LifeLink Devotions for Wednesday, May 22, 2024
For 25 years I was friends with a chaplain at a local hospital. I remember one instance when the chaplain came into the room of a patient I was visiting. This was three years after he had retired. I thought to myself, “Here is a man who understands the heart of God for people in need and is available at any time to reach out a warm and loving hand to help them.” In all my years of knowing him and observing him I never saw him put his own needs ahead of the needs of others, and I never heard from anyone a discouraging word about his ministry. He is a master of great relationship because he puts others ahead of himself.
If we are going to be people of great relationships, that must be true of us as well. Here’s today’s relationship wisdom – With the compassion of Christ put the needs of others ahead of your own.
Prov. 24:11-12 “Rescue those being led away to death; hold back those staggering toward slaughter. If you say, ‘But we knew nothing about this,’ does not he who weighs the heart perceive it? Does not he who guards your life know it? Will he not repay each person according to what he has done?”
God is absolutely and unmistakenly aware of every need of every person. He is also just as aware of whether we are informed about the need. We cannot play the ignorance card with God. We cannot pretend to not have heard about the need. There is nothing that justifies our avoidance of involvement in meeting the need. There is no priority in our lives that can be argued into first place when we know there is a hurting person that we can touch with God’s grace and love.
Think about this carefully: any decision on our part to do anything for self, when we know there is another person in need and we have the ability and opportunity to get involved in meeting that need, is seen and felt by God, and will not go unnoticed or unpunished. “If a man shuts his ears to the cry of the poor, he too will cry out and not be answered.” (Prov. 21:13)
The older I get and the longer I minister, the more I realize that it is not how much I know or how well I preach or how great I administrate and lead that matters most to people – it is how much I care! A loving and serving heart is the single most important asset to great relationships.
Look around, if you dare, there are hurting people everywhere;
All they want is someone to care, a person to share,
Their burdens to bear, who is always there.
Such people are rare, be one, if you dare.

--

#### [Task brief]
Copy the devotion's stretch from "The older I" through "is always there.", using "troubles" in place of "burdens".

--

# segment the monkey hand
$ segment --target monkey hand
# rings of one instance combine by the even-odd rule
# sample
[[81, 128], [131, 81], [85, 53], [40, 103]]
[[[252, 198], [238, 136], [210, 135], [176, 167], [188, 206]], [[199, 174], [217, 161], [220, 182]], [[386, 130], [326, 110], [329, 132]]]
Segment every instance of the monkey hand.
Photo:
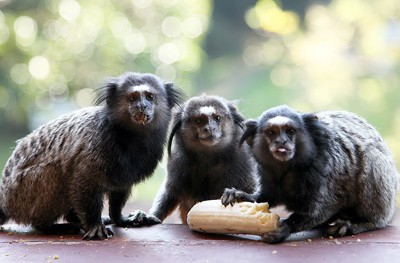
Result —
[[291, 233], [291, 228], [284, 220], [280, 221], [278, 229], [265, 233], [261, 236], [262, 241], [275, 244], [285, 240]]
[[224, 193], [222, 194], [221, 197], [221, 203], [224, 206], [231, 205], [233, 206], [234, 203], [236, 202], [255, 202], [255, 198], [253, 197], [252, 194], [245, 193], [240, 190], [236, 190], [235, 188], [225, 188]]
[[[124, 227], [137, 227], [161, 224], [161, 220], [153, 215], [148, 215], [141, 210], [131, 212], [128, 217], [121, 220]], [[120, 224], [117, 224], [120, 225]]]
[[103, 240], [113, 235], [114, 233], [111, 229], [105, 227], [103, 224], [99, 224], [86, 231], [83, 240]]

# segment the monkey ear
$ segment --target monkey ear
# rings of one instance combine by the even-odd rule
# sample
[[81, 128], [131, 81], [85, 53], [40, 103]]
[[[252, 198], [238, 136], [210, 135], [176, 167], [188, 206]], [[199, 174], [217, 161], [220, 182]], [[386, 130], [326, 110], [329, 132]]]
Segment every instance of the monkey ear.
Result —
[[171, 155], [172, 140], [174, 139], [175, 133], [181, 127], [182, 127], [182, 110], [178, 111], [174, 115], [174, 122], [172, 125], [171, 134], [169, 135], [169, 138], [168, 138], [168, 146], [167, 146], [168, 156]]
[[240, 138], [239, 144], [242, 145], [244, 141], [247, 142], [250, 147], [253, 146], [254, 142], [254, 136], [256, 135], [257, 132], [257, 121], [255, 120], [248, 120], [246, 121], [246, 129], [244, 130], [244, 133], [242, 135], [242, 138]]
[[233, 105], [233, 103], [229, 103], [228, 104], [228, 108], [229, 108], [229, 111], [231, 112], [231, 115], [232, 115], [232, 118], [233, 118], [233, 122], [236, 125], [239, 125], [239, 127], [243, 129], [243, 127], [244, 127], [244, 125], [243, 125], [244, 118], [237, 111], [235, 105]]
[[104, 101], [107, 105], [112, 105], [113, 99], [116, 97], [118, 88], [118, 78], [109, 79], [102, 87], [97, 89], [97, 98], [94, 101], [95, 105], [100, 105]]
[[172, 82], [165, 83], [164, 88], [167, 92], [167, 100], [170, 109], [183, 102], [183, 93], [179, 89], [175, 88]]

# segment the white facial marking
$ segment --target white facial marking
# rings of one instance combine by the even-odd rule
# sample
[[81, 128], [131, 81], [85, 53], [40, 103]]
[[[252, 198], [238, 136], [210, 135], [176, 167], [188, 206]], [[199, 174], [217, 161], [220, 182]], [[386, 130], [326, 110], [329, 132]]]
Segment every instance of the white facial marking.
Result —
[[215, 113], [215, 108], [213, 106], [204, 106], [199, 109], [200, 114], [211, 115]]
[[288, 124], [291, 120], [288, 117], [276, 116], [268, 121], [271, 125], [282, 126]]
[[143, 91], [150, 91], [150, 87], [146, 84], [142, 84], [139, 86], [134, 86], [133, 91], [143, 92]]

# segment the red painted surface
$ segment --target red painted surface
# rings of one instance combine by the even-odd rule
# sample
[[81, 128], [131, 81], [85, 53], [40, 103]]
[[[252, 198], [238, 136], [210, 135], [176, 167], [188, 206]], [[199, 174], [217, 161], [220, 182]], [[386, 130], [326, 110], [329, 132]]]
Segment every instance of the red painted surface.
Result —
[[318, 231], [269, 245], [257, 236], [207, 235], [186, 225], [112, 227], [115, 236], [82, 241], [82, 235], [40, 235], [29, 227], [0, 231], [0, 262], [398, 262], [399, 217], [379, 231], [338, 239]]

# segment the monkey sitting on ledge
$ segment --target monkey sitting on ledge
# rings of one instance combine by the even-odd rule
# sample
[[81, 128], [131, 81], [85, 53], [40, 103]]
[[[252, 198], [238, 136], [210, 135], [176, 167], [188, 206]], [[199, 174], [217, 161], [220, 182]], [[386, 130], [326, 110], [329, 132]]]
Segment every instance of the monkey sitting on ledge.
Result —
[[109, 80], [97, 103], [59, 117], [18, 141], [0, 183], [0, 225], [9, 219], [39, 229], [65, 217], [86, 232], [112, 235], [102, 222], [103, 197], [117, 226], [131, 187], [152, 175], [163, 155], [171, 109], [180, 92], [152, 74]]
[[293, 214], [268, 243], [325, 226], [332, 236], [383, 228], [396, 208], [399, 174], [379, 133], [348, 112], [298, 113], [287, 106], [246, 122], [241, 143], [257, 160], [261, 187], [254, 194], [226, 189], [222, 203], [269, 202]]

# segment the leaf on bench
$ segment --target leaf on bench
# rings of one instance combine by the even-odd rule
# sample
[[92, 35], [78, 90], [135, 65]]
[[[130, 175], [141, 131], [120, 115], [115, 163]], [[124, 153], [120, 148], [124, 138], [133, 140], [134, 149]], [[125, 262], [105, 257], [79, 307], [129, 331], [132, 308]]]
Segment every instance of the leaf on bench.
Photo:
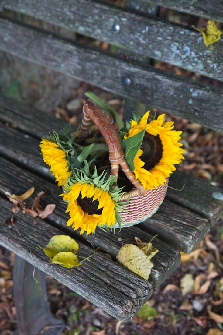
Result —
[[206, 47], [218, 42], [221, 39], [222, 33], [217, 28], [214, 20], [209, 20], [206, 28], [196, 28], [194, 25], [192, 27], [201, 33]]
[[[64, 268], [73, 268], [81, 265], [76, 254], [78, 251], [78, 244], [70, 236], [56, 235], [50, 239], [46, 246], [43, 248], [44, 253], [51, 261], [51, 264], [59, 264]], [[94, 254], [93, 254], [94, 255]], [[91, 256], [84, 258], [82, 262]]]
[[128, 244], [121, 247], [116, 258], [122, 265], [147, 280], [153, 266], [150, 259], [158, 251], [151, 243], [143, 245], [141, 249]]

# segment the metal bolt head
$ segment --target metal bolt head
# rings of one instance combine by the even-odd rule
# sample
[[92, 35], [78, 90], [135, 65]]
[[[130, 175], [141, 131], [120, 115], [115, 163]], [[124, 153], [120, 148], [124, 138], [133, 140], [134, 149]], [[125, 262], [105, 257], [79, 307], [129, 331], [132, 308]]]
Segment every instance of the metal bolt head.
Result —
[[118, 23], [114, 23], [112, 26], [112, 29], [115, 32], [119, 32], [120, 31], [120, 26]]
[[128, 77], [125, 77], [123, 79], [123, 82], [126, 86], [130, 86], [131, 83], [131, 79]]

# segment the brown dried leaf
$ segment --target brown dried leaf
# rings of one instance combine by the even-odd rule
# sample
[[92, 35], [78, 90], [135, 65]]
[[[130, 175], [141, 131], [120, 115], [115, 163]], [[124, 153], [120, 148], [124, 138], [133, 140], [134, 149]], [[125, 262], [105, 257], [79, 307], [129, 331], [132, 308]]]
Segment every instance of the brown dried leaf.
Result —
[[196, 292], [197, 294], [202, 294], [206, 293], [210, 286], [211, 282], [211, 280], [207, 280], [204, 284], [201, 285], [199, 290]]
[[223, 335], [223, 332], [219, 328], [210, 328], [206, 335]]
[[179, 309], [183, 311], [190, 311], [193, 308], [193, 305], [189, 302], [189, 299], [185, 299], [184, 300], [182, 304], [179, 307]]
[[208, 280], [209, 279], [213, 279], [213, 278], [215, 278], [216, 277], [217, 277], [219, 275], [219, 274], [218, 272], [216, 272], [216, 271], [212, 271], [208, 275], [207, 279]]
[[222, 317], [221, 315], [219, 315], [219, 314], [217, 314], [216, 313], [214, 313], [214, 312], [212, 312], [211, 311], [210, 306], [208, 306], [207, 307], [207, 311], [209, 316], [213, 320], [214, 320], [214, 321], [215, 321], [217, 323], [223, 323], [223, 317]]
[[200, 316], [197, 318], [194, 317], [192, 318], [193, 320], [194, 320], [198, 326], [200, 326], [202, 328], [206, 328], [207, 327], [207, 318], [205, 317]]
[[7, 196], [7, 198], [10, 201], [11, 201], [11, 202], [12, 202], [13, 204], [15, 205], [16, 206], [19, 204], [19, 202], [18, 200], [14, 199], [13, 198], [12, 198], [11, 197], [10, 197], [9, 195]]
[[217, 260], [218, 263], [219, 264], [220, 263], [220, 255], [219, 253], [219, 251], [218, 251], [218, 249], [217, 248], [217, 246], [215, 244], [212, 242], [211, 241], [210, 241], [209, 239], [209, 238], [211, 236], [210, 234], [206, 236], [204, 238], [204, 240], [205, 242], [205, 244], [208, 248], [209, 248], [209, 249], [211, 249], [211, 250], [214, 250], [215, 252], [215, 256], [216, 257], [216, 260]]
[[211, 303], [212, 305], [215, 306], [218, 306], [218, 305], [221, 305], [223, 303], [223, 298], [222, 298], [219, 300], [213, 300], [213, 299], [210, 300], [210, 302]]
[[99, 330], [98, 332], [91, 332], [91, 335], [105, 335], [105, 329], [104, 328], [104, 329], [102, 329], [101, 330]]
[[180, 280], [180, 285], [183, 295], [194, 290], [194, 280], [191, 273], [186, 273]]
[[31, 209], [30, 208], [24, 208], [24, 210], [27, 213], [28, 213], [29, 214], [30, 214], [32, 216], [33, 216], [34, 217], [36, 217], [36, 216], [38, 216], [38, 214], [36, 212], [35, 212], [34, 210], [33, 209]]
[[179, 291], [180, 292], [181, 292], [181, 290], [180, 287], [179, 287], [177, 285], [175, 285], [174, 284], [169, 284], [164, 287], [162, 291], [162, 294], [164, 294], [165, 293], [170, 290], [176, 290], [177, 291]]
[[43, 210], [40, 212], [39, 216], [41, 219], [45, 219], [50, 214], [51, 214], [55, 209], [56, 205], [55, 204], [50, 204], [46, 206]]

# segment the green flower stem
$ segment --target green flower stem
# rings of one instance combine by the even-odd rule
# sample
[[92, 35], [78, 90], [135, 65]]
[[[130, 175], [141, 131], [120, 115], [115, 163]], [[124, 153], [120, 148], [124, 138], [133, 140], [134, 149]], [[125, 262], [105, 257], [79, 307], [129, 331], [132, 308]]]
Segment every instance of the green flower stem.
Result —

--

#### [Exercise solution]
The older I get and the longer I minister, the more I realize that it is not how much I know or how well I preach or how great I administrate and lead that matters most to people – it is how much I care! A loving and serving heart is the single most important asset to great relationships.
Look around, if you dare, there are hurting people everywhere;
All they want is someone to care, a person to share,
Their troubles to bear, who is always there.